§ **PROBLEM REQUIREMENTS**
Look for the string "countertop" in the listing below, then copy every line that has it.

§ **GIVEN RECORDS**
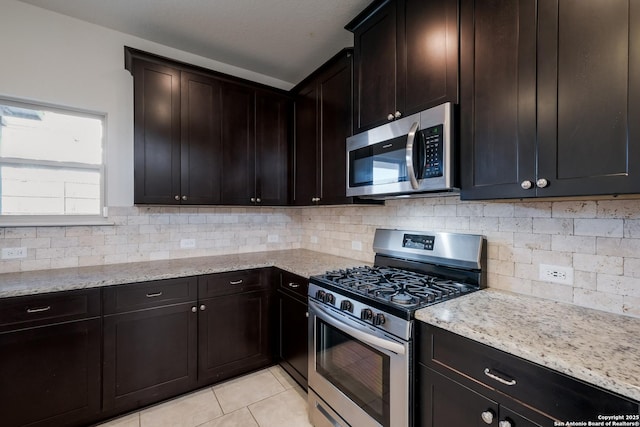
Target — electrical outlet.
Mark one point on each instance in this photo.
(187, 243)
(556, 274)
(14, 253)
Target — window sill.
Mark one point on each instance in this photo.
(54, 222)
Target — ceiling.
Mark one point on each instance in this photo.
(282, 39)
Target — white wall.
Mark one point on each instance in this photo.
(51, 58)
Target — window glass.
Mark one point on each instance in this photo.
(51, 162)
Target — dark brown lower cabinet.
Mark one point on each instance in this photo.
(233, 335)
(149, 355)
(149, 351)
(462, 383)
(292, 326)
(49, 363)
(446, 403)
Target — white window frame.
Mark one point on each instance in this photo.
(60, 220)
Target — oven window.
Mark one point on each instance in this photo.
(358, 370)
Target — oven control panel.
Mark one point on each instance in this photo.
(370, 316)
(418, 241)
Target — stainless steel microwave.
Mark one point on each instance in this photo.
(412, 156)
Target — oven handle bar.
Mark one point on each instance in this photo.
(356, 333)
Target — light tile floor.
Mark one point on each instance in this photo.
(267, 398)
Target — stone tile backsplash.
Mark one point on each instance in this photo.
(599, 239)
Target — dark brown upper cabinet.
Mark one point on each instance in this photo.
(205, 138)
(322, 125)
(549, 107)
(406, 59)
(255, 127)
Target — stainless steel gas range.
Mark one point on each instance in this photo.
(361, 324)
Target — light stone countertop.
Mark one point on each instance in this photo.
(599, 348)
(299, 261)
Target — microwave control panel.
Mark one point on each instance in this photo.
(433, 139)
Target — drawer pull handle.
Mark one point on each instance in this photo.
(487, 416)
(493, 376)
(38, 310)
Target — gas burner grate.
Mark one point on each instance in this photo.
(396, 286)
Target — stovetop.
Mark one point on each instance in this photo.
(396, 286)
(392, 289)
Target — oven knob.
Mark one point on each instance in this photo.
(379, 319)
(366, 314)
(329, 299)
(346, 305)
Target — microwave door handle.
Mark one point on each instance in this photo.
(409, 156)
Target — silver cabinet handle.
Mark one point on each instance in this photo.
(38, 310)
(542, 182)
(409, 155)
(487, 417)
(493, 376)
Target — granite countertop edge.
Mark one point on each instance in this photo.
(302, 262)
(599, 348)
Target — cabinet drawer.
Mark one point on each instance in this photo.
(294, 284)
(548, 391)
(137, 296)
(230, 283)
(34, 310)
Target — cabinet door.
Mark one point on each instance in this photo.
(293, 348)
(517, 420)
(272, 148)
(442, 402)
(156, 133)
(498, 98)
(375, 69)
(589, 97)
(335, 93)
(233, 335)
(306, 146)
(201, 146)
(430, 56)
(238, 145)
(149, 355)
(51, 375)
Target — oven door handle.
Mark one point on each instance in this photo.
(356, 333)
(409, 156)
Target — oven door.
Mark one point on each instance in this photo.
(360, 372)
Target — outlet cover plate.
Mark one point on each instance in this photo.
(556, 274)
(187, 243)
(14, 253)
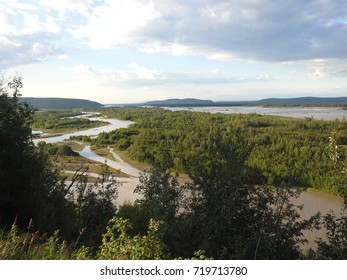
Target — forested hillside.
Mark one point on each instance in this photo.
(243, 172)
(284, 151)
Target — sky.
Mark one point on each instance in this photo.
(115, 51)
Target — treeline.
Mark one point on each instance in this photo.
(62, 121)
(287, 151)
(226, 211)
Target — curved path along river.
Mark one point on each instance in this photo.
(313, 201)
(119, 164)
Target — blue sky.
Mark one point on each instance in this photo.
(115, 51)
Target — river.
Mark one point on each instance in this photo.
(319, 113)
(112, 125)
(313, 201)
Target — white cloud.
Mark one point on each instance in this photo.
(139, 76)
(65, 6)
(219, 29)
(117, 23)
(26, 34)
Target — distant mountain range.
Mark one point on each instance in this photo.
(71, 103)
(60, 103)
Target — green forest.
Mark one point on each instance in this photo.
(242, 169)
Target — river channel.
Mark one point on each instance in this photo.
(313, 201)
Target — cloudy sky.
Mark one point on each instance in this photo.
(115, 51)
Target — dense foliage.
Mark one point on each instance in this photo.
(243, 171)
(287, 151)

---

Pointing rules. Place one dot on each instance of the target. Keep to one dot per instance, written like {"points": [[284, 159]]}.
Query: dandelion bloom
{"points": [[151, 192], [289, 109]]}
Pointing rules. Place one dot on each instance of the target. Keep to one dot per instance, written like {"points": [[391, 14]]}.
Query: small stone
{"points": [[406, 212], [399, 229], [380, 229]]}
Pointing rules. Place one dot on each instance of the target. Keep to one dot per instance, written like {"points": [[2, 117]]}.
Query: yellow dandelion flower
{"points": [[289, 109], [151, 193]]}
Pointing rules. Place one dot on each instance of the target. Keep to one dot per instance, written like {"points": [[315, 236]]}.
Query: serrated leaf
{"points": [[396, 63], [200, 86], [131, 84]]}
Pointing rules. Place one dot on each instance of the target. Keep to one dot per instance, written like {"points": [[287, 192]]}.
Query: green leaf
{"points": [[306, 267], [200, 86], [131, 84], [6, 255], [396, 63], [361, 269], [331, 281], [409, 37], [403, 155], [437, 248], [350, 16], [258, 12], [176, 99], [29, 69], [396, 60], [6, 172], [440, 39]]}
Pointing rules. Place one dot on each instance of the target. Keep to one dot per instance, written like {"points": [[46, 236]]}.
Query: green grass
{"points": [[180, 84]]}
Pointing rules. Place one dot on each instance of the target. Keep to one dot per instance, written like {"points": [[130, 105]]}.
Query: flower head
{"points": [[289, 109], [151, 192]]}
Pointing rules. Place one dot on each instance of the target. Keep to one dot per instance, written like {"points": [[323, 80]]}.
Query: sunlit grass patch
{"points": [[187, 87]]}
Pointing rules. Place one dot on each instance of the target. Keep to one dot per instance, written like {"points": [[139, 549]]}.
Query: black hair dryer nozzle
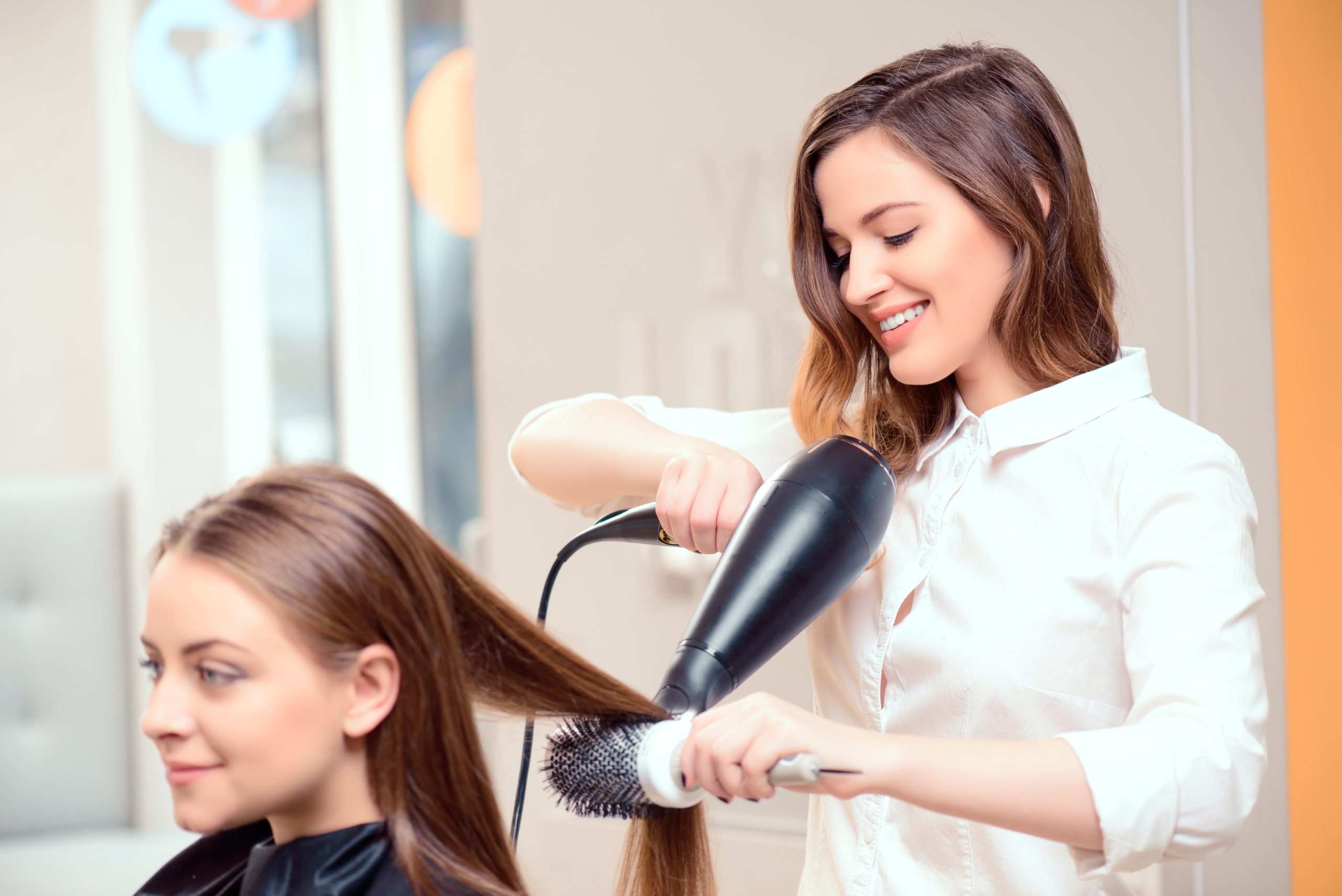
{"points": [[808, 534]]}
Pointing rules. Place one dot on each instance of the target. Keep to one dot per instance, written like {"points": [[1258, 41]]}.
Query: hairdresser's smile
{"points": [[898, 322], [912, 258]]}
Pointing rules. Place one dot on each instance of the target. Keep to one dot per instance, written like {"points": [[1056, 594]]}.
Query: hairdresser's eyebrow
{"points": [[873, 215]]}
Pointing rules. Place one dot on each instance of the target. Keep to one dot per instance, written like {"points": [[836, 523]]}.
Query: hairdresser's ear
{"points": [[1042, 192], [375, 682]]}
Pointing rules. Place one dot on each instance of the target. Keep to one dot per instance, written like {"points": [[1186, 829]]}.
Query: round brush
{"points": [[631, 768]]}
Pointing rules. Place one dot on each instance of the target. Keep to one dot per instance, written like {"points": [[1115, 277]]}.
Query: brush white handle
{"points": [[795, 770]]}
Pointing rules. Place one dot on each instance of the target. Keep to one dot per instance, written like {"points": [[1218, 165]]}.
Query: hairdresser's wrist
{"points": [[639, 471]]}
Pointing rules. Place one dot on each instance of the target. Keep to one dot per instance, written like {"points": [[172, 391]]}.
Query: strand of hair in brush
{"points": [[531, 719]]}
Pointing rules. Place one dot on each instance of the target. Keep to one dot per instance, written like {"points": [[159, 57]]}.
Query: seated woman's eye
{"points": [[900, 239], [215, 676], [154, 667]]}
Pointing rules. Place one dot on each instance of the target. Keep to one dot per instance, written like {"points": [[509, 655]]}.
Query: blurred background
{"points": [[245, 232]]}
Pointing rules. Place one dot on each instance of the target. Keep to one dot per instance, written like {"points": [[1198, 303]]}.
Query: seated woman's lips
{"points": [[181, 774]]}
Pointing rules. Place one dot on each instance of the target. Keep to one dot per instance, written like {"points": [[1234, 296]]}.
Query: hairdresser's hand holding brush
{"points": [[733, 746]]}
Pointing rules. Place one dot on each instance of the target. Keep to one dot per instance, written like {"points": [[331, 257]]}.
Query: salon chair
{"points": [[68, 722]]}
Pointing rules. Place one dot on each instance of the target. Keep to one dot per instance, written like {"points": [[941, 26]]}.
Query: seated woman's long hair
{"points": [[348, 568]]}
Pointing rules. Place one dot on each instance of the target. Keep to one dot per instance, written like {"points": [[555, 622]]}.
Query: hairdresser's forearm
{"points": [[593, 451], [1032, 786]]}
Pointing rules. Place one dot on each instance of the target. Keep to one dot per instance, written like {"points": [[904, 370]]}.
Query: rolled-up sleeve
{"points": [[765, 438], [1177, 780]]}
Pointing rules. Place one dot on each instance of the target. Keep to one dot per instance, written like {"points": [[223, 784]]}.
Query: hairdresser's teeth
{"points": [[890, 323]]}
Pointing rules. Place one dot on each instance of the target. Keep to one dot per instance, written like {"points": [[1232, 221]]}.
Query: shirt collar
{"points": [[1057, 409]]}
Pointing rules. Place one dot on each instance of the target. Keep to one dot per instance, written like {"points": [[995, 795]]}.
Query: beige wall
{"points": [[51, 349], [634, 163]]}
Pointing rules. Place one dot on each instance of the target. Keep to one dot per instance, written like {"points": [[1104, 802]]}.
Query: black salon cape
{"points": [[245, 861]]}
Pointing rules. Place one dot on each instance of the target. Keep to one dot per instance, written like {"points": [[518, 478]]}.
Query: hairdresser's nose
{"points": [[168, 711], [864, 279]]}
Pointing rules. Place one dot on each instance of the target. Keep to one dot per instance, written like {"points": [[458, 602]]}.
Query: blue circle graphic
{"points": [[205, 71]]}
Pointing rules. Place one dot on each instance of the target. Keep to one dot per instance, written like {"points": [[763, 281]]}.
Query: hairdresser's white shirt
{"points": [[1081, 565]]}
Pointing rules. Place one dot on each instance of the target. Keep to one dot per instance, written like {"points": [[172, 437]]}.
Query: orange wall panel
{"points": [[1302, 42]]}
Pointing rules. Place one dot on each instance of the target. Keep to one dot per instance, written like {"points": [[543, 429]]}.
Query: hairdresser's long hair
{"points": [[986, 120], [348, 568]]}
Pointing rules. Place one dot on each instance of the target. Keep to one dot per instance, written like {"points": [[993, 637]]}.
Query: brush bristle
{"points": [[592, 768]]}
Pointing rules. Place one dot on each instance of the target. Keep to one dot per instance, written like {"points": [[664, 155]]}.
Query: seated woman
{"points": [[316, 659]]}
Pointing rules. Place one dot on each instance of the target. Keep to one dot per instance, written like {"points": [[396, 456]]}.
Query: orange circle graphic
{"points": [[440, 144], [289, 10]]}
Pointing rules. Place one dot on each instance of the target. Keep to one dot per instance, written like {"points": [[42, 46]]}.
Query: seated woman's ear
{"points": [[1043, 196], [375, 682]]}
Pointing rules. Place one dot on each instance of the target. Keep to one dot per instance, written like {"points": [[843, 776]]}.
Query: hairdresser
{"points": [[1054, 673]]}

---

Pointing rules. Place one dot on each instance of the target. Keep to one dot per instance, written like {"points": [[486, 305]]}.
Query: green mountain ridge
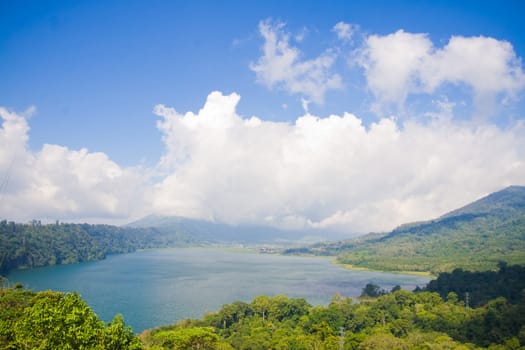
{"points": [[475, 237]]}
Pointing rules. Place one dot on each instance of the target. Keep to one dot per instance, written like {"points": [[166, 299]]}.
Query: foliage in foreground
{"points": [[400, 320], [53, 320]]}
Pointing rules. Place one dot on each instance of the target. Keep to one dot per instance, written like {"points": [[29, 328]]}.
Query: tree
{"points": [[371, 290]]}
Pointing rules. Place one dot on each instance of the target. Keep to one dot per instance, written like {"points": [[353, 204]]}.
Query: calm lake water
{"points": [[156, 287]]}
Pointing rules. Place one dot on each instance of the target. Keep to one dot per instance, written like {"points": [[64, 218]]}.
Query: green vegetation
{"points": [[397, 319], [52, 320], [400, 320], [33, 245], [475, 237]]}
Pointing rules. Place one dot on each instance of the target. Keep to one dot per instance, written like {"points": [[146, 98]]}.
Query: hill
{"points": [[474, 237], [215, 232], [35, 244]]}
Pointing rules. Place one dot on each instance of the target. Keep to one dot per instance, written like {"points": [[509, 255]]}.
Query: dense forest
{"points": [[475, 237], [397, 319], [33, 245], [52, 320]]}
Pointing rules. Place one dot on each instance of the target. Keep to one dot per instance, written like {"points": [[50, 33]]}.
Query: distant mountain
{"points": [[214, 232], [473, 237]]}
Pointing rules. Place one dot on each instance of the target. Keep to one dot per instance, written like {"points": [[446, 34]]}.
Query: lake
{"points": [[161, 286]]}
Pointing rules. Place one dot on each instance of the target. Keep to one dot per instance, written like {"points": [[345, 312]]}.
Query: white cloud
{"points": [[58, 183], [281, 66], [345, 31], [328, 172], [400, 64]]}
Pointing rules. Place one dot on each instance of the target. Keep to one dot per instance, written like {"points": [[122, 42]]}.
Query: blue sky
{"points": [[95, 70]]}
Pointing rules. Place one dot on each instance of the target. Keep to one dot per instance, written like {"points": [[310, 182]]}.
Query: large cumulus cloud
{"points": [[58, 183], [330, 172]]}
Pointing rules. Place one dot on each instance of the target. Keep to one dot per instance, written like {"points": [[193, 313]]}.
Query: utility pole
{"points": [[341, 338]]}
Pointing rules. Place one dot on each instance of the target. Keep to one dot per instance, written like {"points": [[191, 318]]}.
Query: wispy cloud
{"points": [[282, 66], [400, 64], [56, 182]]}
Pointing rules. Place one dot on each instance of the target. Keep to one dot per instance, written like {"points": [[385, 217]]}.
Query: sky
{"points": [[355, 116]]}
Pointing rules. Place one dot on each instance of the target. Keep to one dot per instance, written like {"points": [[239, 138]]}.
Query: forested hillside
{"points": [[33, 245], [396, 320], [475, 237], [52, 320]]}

§ **ANSWER BOX**
Target — light stone countertop.
Target — granite countertop edge.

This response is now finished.